WHAT THE EXERCISE ASKS >>
Your response should contain only the lines running from the top of the data below through the line with "landscaping mulch bed?", both included. Pictures must be omitted.

AVAILABLE RECORDS >>
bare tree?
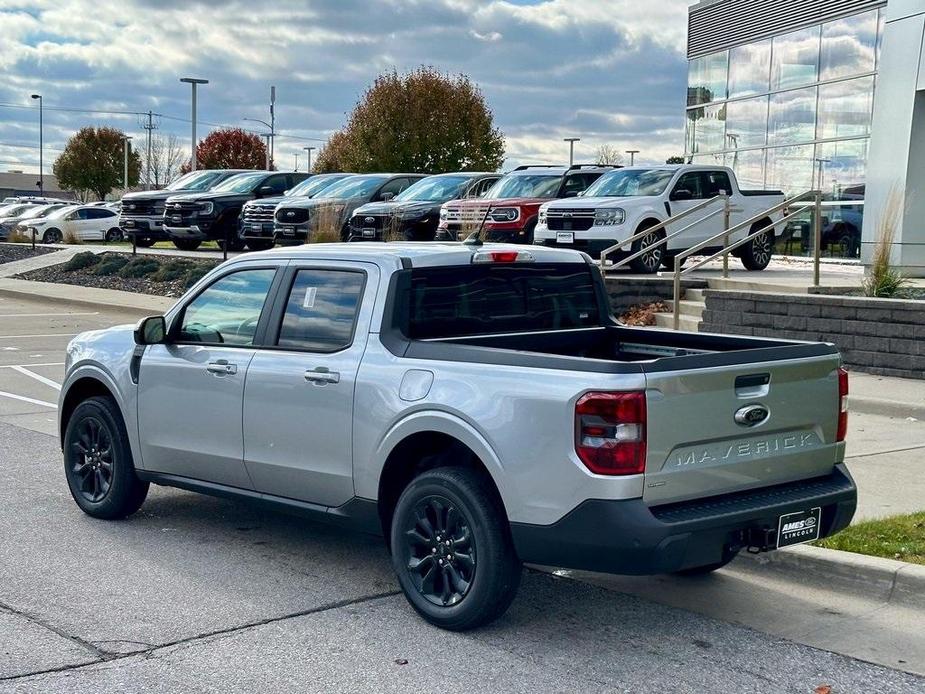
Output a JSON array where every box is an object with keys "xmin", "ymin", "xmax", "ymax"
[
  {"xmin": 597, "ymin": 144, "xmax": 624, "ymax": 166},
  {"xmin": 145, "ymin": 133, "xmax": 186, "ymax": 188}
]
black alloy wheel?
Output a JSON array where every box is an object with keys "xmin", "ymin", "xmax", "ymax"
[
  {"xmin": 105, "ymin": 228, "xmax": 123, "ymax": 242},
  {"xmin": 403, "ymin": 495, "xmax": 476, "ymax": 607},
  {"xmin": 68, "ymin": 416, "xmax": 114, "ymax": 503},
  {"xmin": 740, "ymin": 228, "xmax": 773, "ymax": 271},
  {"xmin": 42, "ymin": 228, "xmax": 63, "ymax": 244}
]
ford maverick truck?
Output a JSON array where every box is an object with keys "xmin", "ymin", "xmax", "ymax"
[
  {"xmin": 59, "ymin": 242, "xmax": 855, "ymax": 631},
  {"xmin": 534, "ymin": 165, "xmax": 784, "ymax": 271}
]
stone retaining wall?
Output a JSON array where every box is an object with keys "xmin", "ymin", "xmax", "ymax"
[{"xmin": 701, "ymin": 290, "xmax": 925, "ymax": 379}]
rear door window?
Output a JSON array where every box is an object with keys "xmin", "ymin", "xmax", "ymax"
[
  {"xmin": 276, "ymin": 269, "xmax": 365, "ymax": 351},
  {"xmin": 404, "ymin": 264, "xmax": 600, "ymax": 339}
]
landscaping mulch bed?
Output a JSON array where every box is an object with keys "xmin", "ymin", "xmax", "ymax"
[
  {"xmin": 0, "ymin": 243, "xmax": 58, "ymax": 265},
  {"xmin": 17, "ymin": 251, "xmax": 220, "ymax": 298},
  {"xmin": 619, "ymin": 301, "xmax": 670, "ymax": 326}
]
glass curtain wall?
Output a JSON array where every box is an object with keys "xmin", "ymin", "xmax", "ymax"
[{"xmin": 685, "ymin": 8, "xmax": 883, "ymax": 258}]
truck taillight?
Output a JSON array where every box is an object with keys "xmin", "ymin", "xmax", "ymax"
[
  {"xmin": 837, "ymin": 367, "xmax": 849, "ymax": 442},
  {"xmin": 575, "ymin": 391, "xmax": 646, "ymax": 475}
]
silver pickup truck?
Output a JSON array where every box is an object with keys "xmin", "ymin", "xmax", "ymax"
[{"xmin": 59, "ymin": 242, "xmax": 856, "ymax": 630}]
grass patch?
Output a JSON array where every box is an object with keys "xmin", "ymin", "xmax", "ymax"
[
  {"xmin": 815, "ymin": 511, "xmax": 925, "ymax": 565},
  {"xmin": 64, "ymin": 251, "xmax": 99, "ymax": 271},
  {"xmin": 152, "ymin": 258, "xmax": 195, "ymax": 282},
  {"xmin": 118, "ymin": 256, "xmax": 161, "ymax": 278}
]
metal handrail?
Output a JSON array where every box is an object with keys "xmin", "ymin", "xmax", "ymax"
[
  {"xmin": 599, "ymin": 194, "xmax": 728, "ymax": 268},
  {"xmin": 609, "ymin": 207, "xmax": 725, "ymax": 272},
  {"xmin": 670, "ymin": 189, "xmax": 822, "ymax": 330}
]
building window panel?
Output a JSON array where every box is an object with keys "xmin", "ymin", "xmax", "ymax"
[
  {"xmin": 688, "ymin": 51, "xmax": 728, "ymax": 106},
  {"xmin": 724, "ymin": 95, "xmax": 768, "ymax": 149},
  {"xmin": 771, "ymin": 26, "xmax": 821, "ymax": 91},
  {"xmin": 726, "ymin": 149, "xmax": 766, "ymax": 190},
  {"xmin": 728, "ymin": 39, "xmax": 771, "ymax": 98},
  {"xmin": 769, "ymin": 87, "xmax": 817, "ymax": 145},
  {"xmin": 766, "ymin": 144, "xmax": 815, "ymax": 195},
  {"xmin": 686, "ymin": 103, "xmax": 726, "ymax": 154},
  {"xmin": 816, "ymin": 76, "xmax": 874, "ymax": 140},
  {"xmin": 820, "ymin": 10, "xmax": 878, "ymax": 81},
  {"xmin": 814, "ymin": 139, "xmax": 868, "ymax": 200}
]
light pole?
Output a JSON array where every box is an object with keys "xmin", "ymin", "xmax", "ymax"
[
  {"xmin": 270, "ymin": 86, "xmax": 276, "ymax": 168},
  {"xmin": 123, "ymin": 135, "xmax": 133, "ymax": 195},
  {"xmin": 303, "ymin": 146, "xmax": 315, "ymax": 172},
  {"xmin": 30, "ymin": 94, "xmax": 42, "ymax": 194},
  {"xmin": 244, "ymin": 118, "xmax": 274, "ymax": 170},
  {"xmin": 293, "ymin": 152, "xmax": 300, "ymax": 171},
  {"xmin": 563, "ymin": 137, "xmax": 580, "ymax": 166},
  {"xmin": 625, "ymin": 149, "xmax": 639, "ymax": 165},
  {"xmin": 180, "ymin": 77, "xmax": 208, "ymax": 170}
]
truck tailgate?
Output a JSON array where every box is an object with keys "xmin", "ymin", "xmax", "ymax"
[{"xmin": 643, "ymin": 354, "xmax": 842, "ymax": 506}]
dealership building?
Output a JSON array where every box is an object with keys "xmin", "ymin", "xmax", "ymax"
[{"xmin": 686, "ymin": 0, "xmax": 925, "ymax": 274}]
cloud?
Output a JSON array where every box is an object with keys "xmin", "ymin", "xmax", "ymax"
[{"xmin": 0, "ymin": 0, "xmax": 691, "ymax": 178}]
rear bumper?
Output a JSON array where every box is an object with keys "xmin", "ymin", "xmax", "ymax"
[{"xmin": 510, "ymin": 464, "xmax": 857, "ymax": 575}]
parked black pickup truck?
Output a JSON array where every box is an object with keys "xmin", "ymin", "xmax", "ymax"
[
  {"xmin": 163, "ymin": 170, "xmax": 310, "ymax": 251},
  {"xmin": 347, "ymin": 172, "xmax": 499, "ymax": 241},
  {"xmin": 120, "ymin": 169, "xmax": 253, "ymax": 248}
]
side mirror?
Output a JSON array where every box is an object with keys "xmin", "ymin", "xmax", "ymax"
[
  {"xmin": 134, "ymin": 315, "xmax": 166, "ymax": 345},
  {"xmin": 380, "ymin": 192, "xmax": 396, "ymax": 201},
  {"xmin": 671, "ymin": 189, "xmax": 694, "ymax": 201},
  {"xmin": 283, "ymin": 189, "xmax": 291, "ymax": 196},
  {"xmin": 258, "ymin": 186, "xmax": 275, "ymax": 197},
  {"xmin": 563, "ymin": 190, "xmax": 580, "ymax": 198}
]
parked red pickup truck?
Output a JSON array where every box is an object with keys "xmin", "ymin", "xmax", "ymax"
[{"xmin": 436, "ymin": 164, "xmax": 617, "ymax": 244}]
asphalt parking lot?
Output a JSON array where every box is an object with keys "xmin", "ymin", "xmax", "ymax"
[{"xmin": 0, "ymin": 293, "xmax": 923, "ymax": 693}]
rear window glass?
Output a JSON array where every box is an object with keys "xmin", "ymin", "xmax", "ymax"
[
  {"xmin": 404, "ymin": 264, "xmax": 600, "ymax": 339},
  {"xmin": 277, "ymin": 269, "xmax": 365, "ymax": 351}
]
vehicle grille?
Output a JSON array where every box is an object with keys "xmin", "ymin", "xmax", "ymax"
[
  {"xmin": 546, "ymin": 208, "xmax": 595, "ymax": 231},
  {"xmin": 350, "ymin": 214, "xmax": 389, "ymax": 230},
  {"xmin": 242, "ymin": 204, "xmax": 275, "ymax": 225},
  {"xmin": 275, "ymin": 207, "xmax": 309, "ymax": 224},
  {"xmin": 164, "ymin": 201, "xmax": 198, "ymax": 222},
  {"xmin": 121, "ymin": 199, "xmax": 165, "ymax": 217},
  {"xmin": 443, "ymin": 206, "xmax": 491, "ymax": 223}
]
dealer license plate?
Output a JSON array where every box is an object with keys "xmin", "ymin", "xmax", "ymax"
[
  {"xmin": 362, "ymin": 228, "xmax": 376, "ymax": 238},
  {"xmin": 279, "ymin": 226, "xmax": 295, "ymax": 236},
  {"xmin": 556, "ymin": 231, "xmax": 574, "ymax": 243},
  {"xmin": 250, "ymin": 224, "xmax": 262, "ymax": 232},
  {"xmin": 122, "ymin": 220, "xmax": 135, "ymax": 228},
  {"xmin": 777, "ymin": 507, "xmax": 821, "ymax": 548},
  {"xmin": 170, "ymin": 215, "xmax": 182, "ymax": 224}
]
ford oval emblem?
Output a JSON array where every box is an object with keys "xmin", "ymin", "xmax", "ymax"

ANSWER TO THIS PROBLEM >>
bare tree?
Output a JSON array where every box is an object with keys "xmin", "ymin", "xmax", "ymax"
[
  {"xmin": 597, "ymin": 144, "xmax": 624, "ymax": 166},
  {"xmin": 145, "ymin": 133, "xmax": 186, "ymax": 188}
]
black alloy wheel?
Output a JSON array where every box is an object with keys "xmin", "ymin", "xmax", "ymax"
[
  {"xmin": 105, "ymin": 228, "xmax": 123, "ymax": 242},
  {"xmin": 403, "ymin": 495, "xmax": 476, "ymax": 607},
  {"xmin": 68, "ymin": 416, "xmax": 114, "ymax": 503},
  {"xmin": 740, "ymin": 228, "xmax": 773, "ymax": 271},
  {"xmin": 42, "ymin": 228, "xmax": 63, "ymax": 244}
]
ford maverick truck?
Output a JSON array where every box is an object with keys "xmin", "ymin", "xmax", "ymax"
[
  {"xmin": 59, "ymin": 242, "xmax": 855, "ymax": 631},
  {"xmin": 534, "ymin": 165, "xmax": 784, "ymax": 271}
]
stone retaining wall?
Output a JSON array where every box is an object with keys "xmin", "ymin", "xmax", "ymax"
[{"xmin": 701, "ymin": 290, "xmax": 925, "ymax": 379}]
rear door window?
Output a JSON array where every box is an object with keys "xmin", "ymin", "xmax", "ymax"
[
  {"xmin": 276, "ymin": 269, "xmax": 365, "ymax": 351},
  {"xmin": 404, "ymin": 264, "xmax": 600, "ymax": 339}
]
landscaping mulch bed?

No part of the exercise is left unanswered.